- Arms of the Chapel Royal at Massey College

Religion
- Affiliation: Interfaith
- Designation: Chapel Royal

Location
- Location: Massey College
- Municipality: Toronto, Ontario
- Country: Canada
- Interactive map of St. Catherine's Chapel
- Coordinates: 43°39′52″N 79°23′51″W﻿ / ﻿43.66444°N 79.39750°W

Architecture
- Architect: Tanya Moiseiwitsch
- Founder: Vincent Massey
- Established: 1963; 63 years ago

= St. Catherine's Chapel (Massey College) =

Chapel Royal in Toronto, Canada

The Chapel Royal at Massey College (Gi-Chi-Twaa Gimaa Nini Mississauga Anishinaabek AName Amik), also known as St. Catherine's Chapel, is the chapel of Massey College, a graduate residential college at the University of Toronto on its St. George campus.

Founded in 1963, it was made the third Chapel Royal in Canada by Queen Elizabeth II in 2017. It is the first ecumenical and interfaith worship space to be given the designation.

== History ==
When Vincent Massey, 18th Governor of General of Canada, founded Massey College in 1963, he insisted that the college have a chapel. The master plan and buildings of the college were designed by Ronald Thom, but the design of the chapel was entrusted to Tanya Moiseiwitsch, stage designer for the Stratford Festival. Moiseiwitsch's designs were inspired by a 19th-century Russian chapel. In 2005-2006, the firm of Shim-Sutcliffe carried out a renovation of the chapel, adding a white oak ceiling. The chapel features white oak furniture designed by David Linley, son of Princess Margaret.

The chapel features art from various Canadian and Indigenous artists such as Sarah Hall, as well as various 16th and 17th century Russian Orthodox icons.

== The King's Anishinaabek Sacred Place (Chapel Royal) ==
The The King’s Anishinaabek Sacred Place is a Chapel Royal located within Massey College at the University of Toronto in Toronto, Ontario, Canada. Established originally as the college chapel when Massey College opened in 1963, it evolved from a Christian interdenominational space into a unique multifaith institution dedicated to worship, reflection, dialogue, and Indigenous-Crown reconciliation. In 2017, it was created a Chapel Royal by Her Majesty Queen Elizabeth II, becoming the third Chapel Royal in Canada and the first in the world to possess an explicitly multifaith foundation. The other two, the Mohawk Chapel in Brantford and Christ Church Royal Chapel located on the Tyendinaga Mohawk Territory, are associated with the Mohawk people, making this the first associated with the Anishinaabe.

DATASET EXCERPTS:
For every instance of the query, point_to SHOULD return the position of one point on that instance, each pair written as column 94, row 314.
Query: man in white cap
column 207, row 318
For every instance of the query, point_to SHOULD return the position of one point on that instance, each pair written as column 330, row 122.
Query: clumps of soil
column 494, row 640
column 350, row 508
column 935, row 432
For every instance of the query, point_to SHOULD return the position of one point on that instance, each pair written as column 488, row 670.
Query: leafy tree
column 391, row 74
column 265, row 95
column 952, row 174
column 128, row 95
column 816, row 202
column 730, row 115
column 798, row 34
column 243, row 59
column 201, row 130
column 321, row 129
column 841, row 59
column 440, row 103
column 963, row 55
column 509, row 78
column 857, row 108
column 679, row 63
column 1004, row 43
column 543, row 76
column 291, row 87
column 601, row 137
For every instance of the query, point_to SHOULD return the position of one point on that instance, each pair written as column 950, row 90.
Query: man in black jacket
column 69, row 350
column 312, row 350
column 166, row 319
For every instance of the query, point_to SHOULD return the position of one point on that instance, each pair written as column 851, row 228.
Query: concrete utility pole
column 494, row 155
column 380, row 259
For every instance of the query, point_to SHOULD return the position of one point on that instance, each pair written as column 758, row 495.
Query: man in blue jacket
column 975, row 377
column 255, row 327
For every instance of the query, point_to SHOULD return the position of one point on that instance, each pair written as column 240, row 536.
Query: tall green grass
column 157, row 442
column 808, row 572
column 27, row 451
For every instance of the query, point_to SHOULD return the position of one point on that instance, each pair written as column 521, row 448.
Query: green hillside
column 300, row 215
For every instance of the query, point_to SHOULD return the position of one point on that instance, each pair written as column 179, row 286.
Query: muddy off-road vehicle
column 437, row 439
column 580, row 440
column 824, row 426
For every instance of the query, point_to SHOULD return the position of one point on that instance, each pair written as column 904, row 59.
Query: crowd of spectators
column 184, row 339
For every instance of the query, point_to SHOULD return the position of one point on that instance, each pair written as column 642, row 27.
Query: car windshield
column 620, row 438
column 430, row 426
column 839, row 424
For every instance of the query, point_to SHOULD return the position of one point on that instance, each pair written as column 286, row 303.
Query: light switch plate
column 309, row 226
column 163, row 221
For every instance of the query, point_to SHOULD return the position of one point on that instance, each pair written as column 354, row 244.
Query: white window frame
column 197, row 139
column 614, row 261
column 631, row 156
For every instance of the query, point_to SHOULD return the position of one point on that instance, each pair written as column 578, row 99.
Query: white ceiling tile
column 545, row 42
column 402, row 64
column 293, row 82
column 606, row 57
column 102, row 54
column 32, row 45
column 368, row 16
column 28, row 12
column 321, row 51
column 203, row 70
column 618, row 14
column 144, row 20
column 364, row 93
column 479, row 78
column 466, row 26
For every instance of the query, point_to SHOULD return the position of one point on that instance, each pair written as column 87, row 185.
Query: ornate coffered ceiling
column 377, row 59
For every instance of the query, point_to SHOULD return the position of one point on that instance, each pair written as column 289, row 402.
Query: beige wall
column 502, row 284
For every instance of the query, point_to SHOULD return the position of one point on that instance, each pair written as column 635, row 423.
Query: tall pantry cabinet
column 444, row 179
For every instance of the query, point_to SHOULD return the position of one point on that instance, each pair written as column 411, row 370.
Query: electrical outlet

DIRECTIVES:
a) In the article on St. Catherine's Chapel, which firm renovated the chapel in 2005–2006?
b) Write the next part of the article on St. Catherine's Chapel, picking up after its last sentence.
The records come from a separate source unrelated to the article on St. Catherine's Chapel.

ANSWERS GIVEN:
a) Shim-Sutcliffe

b)
The chapel maintains a special relationship with the Mississaugas of the Credit First Nation, on whose traditional territory it stands. It also possesses an Indigenous name adopted by the nation, translated as The King's Anishinaabek Sacred Place.

The chapel was given the Anishinaabemowin name Gi-Chi-Twaa Gimaa Kwe Mississauga Anishinaabek Aname Gamik (The Queen's Anishinaabek Sacred Place), since 8 September 2023, it has been known as Gi-Chi-Twaa Gimaa Nini Mississauga Anishinaabek AName Amik (The King's Anishinaabek Sacred Place).

=== History ===
In 2012, members of the college community began discussing how the chapel could contribute to growing national conversations regarding reconciliation with Indigenous peoples. John Fraser, then Head of Massey College, was encouraged to establish a relationship with the Mississaugas of the Credit First Nation.

To explore possible future directions, the college consulted educator and historian Nathan Tidridge. A committee of senior and junior fellows studied Canada's existing Mohawk Chapels Royal, namely His Majesty's Royal Chapel of the Mohawks in Brantford, Ontario, and Christ Church Chapel Royal in Deseronto, Ontario. The committee explored the possibility of establishing Massey's chapel as a third Indigenous Chapel Royal connected to the Mississaugas of the Credit.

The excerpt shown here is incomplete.